Please recast the lines from the line with "Every instance of the stainless steel spoon gets" through the end of the items as a Markdown table with columns named "No." and "Line", leaving out any blank lines.
START Dataset extract
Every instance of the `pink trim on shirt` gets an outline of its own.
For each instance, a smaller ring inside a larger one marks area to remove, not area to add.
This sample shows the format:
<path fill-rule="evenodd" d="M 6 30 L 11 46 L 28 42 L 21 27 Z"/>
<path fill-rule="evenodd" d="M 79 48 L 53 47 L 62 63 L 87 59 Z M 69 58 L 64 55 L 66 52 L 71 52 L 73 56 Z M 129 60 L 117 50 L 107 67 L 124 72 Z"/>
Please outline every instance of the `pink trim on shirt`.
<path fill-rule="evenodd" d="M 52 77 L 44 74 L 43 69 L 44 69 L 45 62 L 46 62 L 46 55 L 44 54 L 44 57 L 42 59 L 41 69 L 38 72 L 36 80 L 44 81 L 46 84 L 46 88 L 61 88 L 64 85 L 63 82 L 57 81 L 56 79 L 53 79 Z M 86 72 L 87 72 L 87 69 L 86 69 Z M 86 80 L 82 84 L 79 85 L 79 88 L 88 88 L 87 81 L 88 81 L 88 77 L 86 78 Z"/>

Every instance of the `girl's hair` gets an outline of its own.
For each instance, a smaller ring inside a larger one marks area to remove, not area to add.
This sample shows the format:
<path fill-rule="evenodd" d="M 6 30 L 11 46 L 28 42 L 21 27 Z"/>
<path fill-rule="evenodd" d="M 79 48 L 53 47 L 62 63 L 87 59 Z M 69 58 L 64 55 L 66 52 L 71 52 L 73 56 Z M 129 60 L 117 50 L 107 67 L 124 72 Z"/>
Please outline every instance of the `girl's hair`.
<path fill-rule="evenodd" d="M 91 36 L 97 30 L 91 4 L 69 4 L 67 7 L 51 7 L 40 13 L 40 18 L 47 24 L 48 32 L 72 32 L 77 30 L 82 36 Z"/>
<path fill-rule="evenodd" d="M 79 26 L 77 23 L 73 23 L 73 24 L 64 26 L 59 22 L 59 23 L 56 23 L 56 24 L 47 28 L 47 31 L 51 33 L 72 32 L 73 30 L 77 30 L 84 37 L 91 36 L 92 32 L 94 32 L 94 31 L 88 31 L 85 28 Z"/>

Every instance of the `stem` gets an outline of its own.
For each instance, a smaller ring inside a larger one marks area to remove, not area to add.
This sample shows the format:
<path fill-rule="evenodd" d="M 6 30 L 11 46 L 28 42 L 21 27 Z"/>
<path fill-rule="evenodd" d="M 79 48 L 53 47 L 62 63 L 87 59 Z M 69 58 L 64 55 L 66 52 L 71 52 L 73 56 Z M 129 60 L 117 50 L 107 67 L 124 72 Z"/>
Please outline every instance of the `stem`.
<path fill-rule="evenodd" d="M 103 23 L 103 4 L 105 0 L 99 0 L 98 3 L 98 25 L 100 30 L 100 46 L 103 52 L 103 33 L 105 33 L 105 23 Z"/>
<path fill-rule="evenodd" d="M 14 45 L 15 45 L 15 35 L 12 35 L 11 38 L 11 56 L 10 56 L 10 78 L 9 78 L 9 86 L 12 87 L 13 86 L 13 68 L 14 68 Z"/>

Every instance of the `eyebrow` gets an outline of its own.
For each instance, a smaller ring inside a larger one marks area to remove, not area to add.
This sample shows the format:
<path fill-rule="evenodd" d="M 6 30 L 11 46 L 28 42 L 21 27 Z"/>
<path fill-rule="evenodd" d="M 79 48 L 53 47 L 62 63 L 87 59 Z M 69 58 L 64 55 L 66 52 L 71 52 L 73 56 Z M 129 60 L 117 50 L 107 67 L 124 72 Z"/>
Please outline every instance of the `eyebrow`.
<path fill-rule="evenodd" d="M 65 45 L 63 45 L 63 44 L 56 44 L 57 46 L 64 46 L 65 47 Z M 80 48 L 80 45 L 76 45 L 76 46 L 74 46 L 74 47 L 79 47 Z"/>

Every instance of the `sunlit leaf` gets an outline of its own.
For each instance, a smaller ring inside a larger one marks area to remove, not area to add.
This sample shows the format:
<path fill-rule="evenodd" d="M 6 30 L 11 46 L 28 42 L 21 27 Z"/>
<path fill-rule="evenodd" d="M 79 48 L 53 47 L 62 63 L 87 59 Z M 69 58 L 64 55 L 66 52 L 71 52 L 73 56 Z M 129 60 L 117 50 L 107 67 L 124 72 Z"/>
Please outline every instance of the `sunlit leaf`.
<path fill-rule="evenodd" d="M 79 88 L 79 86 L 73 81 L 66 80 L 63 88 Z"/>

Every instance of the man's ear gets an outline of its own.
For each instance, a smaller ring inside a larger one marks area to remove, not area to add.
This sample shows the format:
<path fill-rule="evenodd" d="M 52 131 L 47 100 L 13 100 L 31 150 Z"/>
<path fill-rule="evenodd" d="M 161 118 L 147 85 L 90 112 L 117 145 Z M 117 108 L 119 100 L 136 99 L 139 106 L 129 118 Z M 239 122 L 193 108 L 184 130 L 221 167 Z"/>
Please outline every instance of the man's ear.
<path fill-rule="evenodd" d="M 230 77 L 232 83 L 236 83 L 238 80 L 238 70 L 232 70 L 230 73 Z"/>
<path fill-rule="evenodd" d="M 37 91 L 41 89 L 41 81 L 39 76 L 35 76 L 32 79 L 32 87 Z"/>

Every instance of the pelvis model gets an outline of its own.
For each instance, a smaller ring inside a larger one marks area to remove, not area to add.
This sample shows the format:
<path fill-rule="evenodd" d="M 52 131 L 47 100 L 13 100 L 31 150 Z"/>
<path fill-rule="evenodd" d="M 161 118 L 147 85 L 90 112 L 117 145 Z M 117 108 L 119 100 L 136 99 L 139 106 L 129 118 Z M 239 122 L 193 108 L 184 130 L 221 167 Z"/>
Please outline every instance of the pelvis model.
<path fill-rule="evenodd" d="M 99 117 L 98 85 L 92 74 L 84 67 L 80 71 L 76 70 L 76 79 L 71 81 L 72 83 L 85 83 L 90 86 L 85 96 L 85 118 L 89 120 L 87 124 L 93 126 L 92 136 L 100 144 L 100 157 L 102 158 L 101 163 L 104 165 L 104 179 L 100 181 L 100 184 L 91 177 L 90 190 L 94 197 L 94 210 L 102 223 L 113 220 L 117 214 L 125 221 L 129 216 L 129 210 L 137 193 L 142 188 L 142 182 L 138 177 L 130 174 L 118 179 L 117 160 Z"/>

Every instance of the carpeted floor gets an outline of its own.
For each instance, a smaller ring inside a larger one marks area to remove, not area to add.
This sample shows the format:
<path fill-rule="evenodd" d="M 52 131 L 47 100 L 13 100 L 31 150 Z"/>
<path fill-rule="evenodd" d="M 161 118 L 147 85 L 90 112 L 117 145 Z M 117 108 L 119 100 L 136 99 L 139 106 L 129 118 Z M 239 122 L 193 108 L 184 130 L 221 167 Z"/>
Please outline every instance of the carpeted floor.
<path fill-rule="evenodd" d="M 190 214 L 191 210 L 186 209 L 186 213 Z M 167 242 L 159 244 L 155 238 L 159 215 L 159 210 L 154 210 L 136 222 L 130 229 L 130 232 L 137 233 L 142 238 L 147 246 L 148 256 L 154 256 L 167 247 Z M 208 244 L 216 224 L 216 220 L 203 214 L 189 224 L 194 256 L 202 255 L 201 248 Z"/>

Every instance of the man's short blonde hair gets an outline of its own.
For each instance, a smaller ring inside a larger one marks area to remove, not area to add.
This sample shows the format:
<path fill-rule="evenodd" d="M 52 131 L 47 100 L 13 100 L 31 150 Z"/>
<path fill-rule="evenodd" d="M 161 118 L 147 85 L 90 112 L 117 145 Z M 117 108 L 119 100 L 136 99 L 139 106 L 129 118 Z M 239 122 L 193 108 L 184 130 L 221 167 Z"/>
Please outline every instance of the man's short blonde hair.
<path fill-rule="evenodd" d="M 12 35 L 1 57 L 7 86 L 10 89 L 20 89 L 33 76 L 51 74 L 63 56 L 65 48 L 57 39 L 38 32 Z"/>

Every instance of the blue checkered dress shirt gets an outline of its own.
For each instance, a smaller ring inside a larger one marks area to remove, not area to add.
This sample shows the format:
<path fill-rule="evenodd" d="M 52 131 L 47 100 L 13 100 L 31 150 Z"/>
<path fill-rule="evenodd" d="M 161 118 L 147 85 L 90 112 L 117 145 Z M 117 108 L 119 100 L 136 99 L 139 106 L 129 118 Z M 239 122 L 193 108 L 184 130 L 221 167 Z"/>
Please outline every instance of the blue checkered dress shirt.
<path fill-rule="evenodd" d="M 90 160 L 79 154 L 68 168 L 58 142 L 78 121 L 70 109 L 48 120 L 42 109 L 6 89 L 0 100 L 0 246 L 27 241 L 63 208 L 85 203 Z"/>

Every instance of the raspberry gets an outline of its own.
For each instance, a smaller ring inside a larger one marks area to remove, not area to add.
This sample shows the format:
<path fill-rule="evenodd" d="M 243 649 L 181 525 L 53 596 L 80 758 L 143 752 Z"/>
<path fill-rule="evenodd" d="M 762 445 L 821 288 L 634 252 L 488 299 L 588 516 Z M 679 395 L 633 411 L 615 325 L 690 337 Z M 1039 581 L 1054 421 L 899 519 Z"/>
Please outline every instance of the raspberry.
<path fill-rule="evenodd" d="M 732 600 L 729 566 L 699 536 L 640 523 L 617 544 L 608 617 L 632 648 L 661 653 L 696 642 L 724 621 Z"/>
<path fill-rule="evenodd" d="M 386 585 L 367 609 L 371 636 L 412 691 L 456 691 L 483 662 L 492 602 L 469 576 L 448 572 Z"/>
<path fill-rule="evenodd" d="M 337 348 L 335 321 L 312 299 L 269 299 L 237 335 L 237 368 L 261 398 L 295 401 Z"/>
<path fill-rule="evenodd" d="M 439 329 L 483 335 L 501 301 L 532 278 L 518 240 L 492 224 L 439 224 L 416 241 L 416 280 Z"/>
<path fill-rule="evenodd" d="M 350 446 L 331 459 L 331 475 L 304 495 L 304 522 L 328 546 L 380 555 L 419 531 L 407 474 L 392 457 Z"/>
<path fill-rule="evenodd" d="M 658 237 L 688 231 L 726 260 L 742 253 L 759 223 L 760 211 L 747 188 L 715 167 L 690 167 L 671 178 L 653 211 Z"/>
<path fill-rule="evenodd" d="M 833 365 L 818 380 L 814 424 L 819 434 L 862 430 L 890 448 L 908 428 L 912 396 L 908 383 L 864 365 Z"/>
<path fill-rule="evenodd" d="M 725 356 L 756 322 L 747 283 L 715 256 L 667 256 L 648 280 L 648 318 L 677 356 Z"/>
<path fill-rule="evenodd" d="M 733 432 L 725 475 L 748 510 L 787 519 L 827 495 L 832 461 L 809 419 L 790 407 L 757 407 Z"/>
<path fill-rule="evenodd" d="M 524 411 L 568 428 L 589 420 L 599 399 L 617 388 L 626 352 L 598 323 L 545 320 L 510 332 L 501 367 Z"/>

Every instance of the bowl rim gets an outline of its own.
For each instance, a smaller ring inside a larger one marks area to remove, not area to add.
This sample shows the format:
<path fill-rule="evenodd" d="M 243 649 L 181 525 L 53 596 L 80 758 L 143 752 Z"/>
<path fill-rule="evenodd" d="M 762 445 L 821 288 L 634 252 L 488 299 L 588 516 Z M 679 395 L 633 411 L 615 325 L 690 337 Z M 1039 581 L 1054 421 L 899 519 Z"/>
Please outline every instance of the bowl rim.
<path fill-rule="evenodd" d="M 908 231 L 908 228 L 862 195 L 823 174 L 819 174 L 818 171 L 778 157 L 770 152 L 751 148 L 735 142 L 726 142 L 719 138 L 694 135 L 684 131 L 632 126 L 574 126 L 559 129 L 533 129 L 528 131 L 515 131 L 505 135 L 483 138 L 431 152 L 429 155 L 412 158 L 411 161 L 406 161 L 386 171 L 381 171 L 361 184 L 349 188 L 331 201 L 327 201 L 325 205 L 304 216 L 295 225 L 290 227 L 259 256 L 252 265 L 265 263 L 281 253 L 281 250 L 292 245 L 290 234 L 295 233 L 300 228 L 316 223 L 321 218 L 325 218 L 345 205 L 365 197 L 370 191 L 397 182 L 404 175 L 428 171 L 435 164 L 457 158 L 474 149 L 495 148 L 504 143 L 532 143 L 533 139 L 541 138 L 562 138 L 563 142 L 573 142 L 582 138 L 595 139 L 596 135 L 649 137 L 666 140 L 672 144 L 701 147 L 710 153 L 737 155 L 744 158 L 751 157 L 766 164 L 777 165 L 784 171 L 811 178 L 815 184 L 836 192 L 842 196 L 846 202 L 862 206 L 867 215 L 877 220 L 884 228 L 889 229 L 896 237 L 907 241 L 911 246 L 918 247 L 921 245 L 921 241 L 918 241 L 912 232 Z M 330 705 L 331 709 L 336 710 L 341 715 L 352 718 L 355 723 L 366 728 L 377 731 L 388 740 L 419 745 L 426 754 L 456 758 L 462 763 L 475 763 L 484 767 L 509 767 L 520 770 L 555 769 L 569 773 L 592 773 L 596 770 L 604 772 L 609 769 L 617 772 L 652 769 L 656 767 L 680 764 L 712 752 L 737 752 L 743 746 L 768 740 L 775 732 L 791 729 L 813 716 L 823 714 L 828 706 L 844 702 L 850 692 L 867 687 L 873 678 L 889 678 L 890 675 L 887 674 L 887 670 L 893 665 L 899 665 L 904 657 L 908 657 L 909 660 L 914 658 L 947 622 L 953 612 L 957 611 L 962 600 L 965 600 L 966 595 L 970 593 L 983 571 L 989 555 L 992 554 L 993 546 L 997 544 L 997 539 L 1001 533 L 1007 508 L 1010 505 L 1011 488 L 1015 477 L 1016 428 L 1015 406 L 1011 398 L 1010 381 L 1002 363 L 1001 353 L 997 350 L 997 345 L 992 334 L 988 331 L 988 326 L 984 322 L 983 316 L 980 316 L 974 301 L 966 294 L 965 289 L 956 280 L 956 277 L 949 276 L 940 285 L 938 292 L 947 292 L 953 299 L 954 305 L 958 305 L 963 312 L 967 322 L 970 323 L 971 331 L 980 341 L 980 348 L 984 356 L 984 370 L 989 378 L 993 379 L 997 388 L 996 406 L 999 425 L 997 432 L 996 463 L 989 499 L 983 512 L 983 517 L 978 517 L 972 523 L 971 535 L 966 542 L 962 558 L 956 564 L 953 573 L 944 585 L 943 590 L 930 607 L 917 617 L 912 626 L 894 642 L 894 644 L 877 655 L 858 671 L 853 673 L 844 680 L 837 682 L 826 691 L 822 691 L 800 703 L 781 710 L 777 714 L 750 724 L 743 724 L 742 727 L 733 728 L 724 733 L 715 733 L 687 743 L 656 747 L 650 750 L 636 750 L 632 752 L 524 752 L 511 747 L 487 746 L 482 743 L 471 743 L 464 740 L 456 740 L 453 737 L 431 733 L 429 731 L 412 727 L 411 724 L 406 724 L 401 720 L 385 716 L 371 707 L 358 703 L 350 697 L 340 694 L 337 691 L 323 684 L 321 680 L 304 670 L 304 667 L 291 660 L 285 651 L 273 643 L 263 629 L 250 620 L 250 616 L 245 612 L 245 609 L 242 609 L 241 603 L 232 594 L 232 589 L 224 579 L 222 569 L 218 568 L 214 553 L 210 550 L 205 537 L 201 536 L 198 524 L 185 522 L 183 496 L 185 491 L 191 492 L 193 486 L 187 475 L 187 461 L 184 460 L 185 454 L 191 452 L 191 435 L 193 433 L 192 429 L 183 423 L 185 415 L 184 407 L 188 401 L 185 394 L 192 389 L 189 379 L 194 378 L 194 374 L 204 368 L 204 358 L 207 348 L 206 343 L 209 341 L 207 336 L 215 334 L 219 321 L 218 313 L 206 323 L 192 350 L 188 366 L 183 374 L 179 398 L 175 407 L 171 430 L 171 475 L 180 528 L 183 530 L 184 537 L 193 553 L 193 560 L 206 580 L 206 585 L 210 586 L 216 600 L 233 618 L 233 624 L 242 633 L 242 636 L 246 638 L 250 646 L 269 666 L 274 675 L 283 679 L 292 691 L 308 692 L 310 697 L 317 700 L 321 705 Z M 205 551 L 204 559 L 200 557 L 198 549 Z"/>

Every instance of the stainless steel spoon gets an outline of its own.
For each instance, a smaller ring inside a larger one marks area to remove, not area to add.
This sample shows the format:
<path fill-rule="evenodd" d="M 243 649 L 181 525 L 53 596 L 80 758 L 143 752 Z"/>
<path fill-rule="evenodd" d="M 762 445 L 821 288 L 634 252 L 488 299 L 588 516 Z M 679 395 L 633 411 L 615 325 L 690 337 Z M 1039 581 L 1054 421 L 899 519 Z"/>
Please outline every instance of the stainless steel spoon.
END Dataset extract
Task response
| No. | Line |
|---|---|
| 1 | Every instance of the stainless steel spoon gets an outline of its own. |
| 2 | For each instance, a smaller ring inside a larger one marks area to remove, not area to add. |
| 3 | This sample shows the format: |
| 4 | <path fill-rule="evenodd" d="M 243 649 L 181 525 L 53 596 L 80 758 L 143 752 Z"/> |
| 5 | <path fill-rule="evenodd" d="M 762 445 L 821 288 L 634 252 L 488 299 L 588 516 Z M 679 395 L 633 411 L 615 325 L 690 337 Z M 1039 581 L 1054 421 L 899 519 Z"/> |
| 6 | Please outline every instance of the stainless steel spoon. |